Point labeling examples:
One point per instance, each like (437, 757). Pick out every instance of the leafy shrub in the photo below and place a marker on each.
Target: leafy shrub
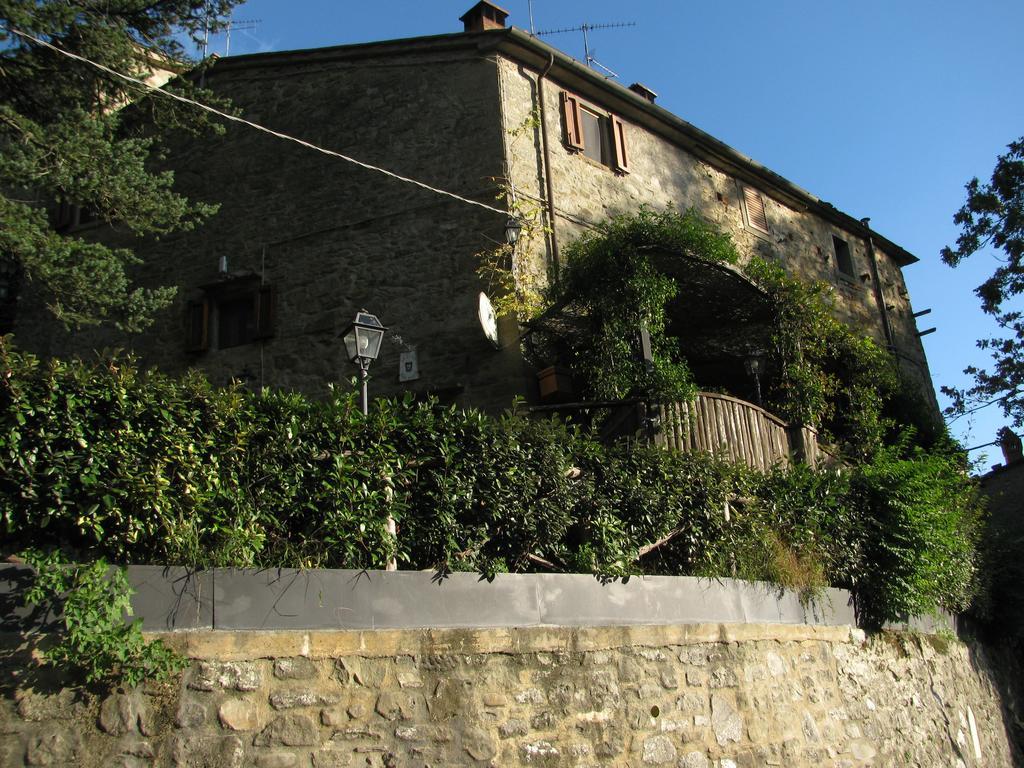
(103, 460)
(97, 641)
(923, 522)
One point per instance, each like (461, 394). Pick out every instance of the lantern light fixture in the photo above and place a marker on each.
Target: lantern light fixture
(363, 343)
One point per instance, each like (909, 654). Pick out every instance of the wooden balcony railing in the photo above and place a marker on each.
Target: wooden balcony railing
(736, 431)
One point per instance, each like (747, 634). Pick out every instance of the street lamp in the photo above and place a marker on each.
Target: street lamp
(363, 341)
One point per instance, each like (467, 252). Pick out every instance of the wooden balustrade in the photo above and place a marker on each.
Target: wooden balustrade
(735, 430)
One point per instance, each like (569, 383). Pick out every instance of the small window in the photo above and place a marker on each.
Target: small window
(68, 217)
(596, 136)
(232, 313)
(844, 259)
(595, 133)
(754, 210)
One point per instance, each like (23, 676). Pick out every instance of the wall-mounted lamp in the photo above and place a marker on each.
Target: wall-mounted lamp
(754, 365)
(513, 227)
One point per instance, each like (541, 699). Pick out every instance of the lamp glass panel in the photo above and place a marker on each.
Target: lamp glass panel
(369, 340)
(350, 343)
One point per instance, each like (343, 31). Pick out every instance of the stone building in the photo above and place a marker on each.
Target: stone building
(303, 241)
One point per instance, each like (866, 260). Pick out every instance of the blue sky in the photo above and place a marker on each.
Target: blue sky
(884, 109)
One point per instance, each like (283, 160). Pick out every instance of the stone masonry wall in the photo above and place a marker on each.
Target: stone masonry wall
(664, 175)
(695, 696)
(332, 238)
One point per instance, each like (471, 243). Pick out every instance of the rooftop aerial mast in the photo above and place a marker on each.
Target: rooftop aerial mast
(586, 29)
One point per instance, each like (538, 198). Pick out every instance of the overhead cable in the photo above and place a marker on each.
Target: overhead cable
(256, 126)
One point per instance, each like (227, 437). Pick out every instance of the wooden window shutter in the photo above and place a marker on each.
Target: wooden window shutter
(622, 158)
(573, 121)
(198, 329)
(264, 312)
(756, 216)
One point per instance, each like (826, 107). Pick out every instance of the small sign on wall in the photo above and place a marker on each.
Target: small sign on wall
(409, 366)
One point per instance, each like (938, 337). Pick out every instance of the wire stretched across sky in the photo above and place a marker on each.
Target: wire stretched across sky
(256, 126)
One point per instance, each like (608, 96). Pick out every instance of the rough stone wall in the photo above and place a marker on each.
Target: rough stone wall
(697, 696)
(332, 238)
(667, 176)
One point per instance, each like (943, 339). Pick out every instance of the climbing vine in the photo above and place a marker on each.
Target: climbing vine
(609, 288)
(819, 372)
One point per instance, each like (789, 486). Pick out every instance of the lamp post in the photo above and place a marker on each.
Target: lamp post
(363, 342)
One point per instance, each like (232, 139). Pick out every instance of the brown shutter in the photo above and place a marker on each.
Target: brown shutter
(198, 330)
(756, 216)
(264, 312)
(572, 120)
(622, 159)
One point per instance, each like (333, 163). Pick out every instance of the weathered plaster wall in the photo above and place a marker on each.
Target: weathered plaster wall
(696, 696)
(333, 238)
(665, 175)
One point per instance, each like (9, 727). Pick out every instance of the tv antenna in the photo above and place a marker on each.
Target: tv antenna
(242, 25)
(586, 29)
(230, 24)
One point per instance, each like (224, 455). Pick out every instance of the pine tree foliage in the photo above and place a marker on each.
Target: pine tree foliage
(74, 135)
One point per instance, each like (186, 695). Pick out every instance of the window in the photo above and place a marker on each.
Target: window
(69, 217)
(754, 210)
(595, 133)
(844, 259)
(232, 313)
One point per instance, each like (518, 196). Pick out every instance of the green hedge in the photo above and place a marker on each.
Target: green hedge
(103, 460)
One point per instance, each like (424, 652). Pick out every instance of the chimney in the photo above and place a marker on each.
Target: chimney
(1011, 444)
(484, 15)
(644, 91)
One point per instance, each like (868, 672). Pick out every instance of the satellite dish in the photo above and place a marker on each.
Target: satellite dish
(488, 321)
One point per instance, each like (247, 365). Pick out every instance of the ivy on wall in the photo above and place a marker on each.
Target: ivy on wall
(103, 460)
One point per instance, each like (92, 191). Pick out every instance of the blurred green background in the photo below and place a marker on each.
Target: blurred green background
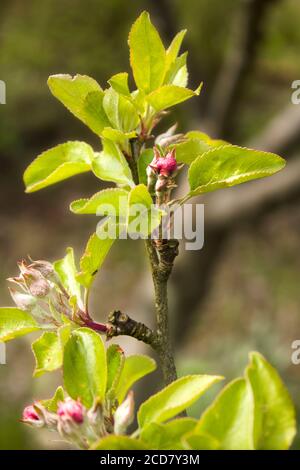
(241, 292)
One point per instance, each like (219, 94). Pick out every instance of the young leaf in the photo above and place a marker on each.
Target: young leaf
(15, 322)
(169, 95)
(229, 419)
(57, 164)
(66, 270)
(48, 350)
(93, 114)
(116, 198)
(168, 436)
(115, 362)
(48, 353)
(197, 144)
(92, 259)
(119, 83)
(174, 48)
(117, 136)
(111, 165)
(143, 216)
(230, 165)
(274, 412)
(174, 398)
(82, 96)
(135, 367)
(121, 112)
(178, 73)
(84, 366)
(147, 54)
(114, 442)
(144, 160)
(111, 107)
(52, 403)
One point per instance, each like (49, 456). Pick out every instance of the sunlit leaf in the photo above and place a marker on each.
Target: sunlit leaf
(169, 95)
(84, 366)
(230, 165)
(119, 83)
(92, 259)
(135, 367)
(101, 202)
(147, 54)
(230, 418)
(83, 96)
(111, 165)
(15, 322)
(67, 271)
(57, 164)
(174, 398)
(274, 412)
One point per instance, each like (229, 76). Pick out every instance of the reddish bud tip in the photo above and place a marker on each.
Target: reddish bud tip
(165, 166)
(71, 409)
(30, 414)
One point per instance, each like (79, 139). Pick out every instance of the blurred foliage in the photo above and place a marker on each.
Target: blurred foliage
(256, 305)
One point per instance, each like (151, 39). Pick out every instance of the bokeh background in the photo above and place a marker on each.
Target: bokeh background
(241, 292)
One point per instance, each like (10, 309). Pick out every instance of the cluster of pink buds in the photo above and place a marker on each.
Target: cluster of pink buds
(73, 421)
(161, 173)
(39, 292)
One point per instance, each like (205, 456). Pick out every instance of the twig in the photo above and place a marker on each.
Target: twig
(121, 324)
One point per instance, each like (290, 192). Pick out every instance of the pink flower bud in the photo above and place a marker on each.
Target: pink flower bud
(30, 414)
(124, 415)
(166, 165)
(71, 409)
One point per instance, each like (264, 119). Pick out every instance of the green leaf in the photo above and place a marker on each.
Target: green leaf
(144, 160)
(120, 111)
(57, 164)
(93, 114)
(230, 418)
(143, 216)
(128, 116)
(174, 48)
(200, 442)
(135, 367)
(52, 403)
(48, 353)
(119, 83)
(111, 107)
(84, 366)
(174, 398)
(274, 412)
(92, 259)
(168, 436)
(118, 443)
(230, 165)
(114, 197)
(115, 362)
(66, 270)
(178, 73)
(82, 96)
(197, 144)
(169, 95)
(117, 136)
(111, 165)
(15, 322)
(147, 54)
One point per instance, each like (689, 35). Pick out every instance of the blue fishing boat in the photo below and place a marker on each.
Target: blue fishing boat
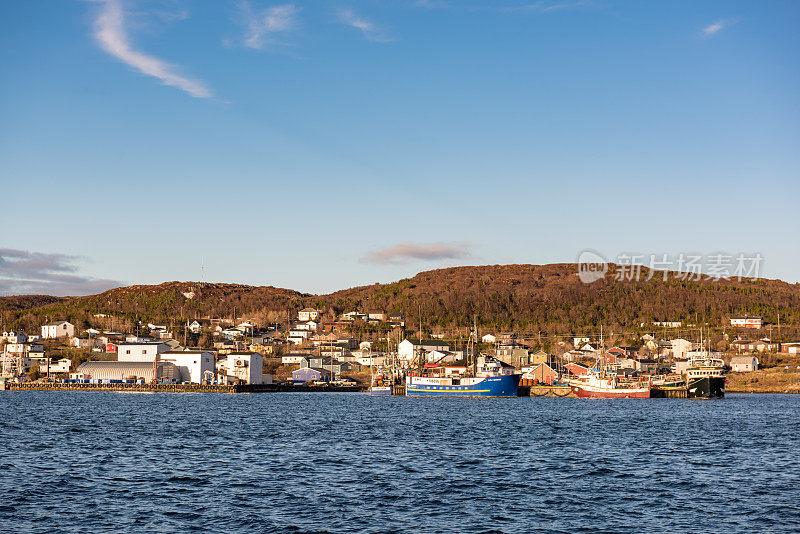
(491, 379)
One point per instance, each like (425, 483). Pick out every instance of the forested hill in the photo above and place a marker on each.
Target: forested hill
(520, 297)
(552, 298)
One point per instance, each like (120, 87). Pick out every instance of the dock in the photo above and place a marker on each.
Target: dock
(545, 391)
(179, 388)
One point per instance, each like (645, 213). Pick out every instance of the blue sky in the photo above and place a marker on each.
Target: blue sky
(321, 145)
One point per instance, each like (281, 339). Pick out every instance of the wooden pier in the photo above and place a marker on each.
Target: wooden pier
(669, 392)
(178, 388)
(545, 391)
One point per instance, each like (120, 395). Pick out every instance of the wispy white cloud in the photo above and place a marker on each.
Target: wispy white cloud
(405, 252)
(432, 4)
(23, 272)
(263, 25)
(111, 34)
(717, 27)
(549, 7)
(369, 29)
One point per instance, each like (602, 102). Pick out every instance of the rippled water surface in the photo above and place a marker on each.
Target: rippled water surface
(317, 462)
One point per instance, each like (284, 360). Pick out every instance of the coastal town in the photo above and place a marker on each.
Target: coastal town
(316, 347)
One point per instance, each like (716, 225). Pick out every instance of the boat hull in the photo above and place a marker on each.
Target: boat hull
(496, 386)
(608, 393)
(706, 387)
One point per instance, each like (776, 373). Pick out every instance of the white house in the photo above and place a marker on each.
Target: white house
(680, 347)
(191, 364)
(61, 366)
(577, 341)
(745, 321)
(58, 329)
(441, 356)
(247, 367)
(308, 314)
(141, 351)
(744, 364)
(408, 349)
(299, 333)
(288, 359)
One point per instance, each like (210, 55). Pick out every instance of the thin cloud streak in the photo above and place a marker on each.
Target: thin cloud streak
(111, 35)
(369, 29)
(406, 252)
(24, 273)
(263, 25)
(713, 29)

### WHAT THIS TASK INVOLVES
Can you copy out, word for word, the stretch of the data from the line containing "One point per instance, each like (645, 213)." through the end of the data?

### RESULT FOR THIS TASK
One point per instance, each like (645, 213). Pick out every instance of the blue sky in the photo above and place a marker on each.
Target: blue sky
(321, 145)
One point per instance, each like (281, 339). Pick out every instance of the wooden pier in the photo above and place a marker on each.
Target: wooden pier
(669, 392)
(178, 388)
(545, 391)
One point per instance, each like (120, 395). Pick out every instance of the wispy white cloud in the photo above and place a marker on each.
Target: wispy white cloud
(405, 252)
(432, 4)
(23, 272)
(263, 25)
(111, 34)
(717, 27)
(549, 7)
(369, 29)
One point per instance, each like (602, 102). Pick out every instance of the rippled water surface in the photo above and place a marker on each.
Target: rippled water surface
(317, 462)
One point per instance, each like (284, 360). Pick out every instance of the coastal town in the photo above and place a marker on each.
Target: coastal town
(316, 347)
One point per instance, each like (716, 225). Pick out every instance of the boat hull in the photo above and place a marker on each.
Target: boat hull
(496, 386)
(608, 393)
(706, 387)
One point per instance, each like (776, 373). Pick out every instance of the white house in the photo above and place a marker on each.
Target: white house
(680, 347)
(191, 364)
(61, 366)
(577, 341)
(745, 321)
(58, 329)
(441, 356)
(247, 367)
(308, 314)
(141, 351)
(744, 364)
(408, 349)
(299, 333)
(288, 359)
One point per instance, each like (210, 55). Pick out every instance of the thin cloud streak in the photo above and place a marker on each.
Target: thin cloud streak
(111, 35)
(369, 29)
(406, 252)
(24, 273)
(263, 25)
(713, 29)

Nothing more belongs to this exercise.